WRITTEN TASK A: Please put the lines of the rows below, starting with the line that contains "request: trace the outline of every instance of the car side" and going on through the line that contains "113], [56, 97]]", both included, into a JSON list of strings with one string per line and blank lines left out.

PASSAGE:
========
Talking Heads by Alan Bennett
My rating: 5 of 5 stars
I’m late to the Alan Bennett fan club, I’ll admit. I’m also not ashamed to say that a more urgent interest in him has directly arisen from watching the film “The Lady in the Van” which I thought was brilliant and deeply poignant.
I remember the ‘Talking Heads’ series running in the 80s and, although they didn’t interest me as a young lad at the time, I recall that they were held in high regard. As a grown-up, I know that high regard of others has never receded and it has been my intention for a long time to read the collection of monologues. After watching the aforementioned movie, that intention moved up a gear. It was probably helped along by the fact that all the bookshops I went into were majorly publicising his books off the back of the success of the film too!
========
WRITTEN TASK B: In the Talking Heads review, what moved the reviewer's intention to read the monologues up a gear?
========
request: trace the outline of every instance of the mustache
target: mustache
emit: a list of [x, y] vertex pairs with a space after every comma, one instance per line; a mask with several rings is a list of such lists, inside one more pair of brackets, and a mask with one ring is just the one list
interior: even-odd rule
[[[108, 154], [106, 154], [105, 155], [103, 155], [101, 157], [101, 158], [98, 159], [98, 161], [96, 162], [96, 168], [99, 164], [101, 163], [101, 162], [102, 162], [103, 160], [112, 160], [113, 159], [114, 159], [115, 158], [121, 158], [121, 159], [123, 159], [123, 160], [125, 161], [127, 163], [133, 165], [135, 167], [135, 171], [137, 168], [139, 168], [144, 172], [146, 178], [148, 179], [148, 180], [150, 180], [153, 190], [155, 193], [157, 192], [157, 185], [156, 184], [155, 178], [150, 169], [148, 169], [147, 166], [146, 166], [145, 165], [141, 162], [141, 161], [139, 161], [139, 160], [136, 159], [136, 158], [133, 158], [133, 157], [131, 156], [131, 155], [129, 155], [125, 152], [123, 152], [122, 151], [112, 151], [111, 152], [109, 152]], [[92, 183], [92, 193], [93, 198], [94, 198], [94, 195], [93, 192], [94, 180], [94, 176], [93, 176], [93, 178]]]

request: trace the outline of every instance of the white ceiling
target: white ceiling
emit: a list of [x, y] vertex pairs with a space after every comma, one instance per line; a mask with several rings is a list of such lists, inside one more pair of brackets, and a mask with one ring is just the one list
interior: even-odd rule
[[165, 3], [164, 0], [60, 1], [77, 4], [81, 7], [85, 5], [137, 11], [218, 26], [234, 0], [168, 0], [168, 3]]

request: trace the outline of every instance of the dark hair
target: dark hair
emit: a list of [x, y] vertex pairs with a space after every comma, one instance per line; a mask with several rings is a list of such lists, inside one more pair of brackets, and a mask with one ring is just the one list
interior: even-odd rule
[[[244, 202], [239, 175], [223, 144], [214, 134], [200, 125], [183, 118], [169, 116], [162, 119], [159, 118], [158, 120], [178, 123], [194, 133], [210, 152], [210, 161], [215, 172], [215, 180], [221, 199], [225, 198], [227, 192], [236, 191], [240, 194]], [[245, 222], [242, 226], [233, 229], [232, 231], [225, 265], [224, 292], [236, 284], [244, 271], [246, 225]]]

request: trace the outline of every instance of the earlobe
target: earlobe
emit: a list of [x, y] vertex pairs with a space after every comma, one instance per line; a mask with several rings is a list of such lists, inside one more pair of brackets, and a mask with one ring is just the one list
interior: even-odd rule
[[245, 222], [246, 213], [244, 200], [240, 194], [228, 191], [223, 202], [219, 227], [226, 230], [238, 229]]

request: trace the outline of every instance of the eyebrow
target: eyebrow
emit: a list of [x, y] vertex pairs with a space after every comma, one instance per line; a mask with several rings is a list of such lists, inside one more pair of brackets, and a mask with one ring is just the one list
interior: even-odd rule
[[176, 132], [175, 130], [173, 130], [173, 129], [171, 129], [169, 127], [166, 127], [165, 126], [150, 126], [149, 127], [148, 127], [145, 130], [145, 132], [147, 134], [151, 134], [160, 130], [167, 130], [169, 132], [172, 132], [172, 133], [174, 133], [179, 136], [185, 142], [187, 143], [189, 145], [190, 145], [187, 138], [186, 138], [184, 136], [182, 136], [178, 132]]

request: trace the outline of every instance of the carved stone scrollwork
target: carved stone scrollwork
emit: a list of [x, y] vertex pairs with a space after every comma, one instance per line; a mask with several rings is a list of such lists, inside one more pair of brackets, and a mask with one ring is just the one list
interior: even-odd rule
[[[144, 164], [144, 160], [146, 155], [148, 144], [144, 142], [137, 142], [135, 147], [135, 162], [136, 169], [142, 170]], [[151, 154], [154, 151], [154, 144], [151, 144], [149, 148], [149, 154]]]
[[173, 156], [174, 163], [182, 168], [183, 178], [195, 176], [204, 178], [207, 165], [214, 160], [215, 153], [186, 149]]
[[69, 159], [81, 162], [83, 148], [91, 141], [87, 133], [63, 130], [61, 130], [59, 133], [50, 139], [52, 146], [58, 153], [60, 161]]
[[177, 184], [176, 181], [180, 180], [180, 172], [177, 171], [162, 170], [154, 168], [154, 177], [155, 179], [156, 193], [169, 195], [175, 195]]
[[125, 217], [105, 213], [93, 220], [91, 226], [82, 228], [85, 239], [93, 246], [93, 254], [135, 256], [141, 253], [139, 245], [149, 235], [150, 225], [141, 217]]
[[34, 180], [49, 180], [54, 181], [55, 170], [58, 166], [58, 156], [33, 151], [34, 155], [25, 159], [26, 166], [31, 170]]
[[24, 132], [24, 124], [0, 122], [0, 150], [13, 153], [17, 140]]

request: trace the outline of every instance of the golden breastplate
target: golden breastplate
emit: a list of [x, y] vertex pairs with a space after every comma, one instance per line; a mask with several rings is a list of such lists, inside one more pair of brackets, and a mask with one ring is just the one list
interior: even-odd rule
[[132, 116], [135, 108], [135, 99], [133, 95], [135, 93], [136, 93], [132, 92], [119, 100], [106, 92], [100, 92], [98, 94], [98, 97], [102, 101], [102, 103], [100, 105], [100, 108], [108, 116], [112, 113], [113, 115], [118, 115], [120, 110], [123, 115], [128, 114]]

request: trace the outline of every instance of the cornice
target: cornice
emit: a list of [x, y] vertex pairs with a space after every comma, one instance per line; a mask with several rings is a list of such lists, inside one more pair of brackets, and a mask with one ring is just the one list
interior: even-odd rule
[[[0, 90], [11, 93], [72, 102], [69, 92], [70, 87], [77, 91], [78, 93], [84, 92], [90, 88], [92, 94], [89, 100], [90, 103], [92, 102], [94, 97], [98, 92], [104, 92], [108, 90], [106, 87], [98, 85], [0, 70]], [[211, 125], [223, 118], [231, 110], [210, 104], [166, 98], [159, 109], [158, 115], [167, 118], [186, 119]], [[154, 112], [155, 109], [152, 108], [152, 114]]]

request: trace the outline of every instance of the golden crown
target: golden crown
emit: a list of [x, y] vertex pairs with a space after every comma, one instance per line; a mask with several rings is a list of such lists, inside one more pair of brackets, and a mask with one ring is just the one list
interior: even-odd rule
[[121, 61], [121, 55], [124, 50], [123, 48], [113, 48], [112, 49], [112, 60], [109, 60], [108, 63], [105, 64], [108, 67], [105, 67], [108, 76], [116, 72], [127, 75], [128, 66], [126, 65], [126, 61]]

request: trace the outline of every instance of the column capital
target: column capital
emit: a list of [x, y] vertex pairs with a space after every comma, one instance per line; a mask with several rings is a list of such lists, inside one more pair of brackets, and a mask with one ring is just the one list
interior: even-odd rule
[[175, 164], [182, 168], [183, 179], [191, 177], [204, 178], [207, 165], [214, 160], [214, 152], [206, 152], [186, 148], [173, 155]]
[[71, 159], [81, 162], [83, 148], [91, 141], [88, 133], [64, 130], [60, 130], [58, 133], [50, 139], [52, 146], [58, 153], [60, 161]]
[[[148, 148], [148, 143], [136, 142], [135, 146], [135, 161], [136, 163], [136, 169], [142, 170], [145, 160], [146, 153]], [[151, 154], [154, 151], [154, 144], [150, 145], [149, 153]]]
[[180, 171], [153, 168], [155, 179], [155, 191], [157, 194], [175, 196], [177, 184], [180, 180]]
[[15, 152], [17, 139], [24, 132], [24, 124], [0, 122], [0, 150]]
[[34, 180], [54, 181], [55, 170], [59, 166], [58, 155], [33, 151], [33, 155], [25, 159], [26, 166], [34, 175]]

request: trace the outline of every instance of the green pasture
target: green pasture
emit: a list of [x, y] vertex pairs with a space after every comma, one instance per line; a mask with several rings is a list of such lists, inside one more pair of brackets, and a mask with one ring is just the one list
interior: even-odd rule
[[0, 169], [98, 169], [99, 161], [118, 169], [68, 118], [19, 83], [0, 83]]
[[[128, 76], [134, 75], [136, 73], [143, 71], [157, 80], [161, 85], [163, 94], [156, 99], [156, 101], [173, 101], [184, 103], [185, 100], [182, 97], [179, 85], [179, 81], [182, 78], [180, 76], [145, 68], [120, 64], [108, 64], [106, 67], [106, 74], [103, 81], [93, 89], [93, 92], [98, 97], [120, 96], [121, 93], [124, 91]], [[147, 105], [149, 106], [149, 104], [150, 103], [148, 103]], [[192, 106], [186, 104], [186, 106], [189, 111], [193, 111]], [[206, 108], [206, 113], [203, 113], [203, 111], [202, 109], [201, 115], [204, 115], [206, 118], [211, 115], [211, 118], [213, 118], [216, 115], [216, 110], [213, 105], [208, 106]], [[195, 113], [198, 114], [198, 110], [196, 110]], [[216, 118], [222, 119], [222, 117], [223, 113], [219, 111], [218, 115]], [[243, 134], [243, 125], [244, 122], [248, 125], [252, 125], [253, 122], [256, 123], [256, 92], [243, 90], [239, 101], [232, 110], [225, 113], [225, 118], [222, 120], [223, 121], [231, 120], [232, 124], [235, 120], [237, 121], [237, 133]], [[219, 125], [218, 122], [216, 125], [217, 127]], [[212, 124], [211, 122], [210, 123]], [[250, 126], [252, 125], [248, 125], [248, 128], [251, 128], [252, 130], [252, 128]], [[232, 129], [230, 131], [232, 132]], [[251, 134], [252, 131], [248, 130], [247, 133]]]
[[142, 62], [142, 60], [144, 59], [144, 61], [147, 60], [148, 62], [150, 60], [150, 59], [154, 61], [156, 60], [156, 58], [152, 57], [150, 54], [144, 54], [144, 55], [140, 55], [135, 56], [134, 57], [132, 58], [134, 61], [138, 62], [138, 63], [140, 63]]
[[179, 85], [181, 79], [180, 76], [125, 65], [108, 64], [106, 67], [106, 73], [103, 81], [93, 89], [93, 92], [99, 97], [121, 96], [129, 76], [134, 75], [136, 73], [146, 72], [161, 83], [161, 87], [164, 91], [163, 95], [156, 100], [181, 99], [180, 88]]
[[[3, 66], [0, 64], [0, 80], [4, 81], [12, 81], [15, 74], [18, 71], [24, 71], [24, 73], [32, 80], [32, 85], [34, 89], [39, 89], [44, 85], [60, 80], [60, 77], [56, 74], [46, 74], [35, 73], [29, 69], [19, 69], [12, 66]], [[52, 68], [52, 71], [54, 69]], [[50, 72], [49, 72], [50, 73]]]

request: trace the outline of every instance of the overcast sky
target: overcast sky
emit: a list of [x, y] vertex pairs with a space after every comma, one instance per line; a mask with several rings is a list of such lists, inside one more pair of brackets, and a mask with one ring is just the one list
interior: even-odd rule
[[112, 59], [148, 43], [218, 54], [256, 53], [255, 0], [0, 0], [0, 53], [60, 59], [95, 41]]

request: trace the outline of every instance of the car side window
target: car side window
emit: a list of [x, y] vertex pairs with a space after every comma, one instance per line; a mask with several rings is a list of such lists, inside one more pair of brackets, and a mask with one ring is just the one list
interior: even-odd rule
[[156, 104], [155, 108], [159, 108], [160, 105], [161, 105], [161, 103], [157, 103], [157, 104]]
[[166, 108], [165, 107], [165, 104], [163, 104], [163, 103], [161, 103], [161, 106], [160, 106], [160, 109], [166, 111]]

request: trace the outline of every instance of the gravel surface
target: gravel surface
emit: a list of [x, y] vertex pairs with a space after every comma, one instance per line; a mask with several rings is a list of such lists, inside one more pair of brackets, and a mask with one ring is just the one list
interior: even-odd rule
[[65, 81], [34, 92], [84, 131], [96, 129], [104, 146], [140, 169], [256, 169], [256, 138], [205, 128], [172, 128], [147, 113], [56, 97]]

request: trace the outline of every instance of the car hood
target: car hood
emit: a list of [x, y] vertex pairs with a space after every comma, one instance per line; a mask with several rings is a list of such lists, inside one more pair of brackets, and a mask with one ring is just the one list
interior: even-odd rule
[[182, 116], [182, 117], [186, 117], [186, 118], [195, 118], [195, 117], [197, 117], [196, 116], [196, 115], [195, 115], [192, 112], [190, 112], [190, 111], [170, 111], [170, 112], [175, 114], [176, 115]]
========
OUTPUT A:
[
  "request: trace the outline of every instance of the car side window",
  "target: car side window",
  "emit: a list of [x, y] vertex pairs with a space after every comma, one instance per line; a mask with several rings is a list of such lists, inside one more pair of brackets, and a mask with one ring is just the one list",
  "interior: even-odd rule",
  "[[156, 104], [155, 108], [159, 108], [160, 105], [161, 105], [161, 103], [157, 103], [157, 104]]",
  "[[166, 108], [165, 107], [165, 104], [163, 104], [163, 103], [161, 103], [161, 106], [160, 106], [160, 109], [166, 111]]",
  "request: trace the outline of every instance of the gravel surface",
  "target: gravel surface",
  "emit: a list of [x, y] vertex pairs with a space after every comma, one instance per line; a mask with several rings is a list of such lists, inside one more pair of brackets, and a mask with one ring is just the one list",
  "interior: even-odd rule",
  "[[65, 81], [34, 92], [84, 131], [96, 129], [104, 146], [140, 169], [256, 169], [256, 138], [205, 128], [172, 128], [147, 113], [56, 97]]"
]

OUTPUT B: Watching the film "The Lady in the Van" moved that intention up a gear. It was also helped along by every bookshop the reviewer visited heavily publicizing Bennett's books off the back of the film's success.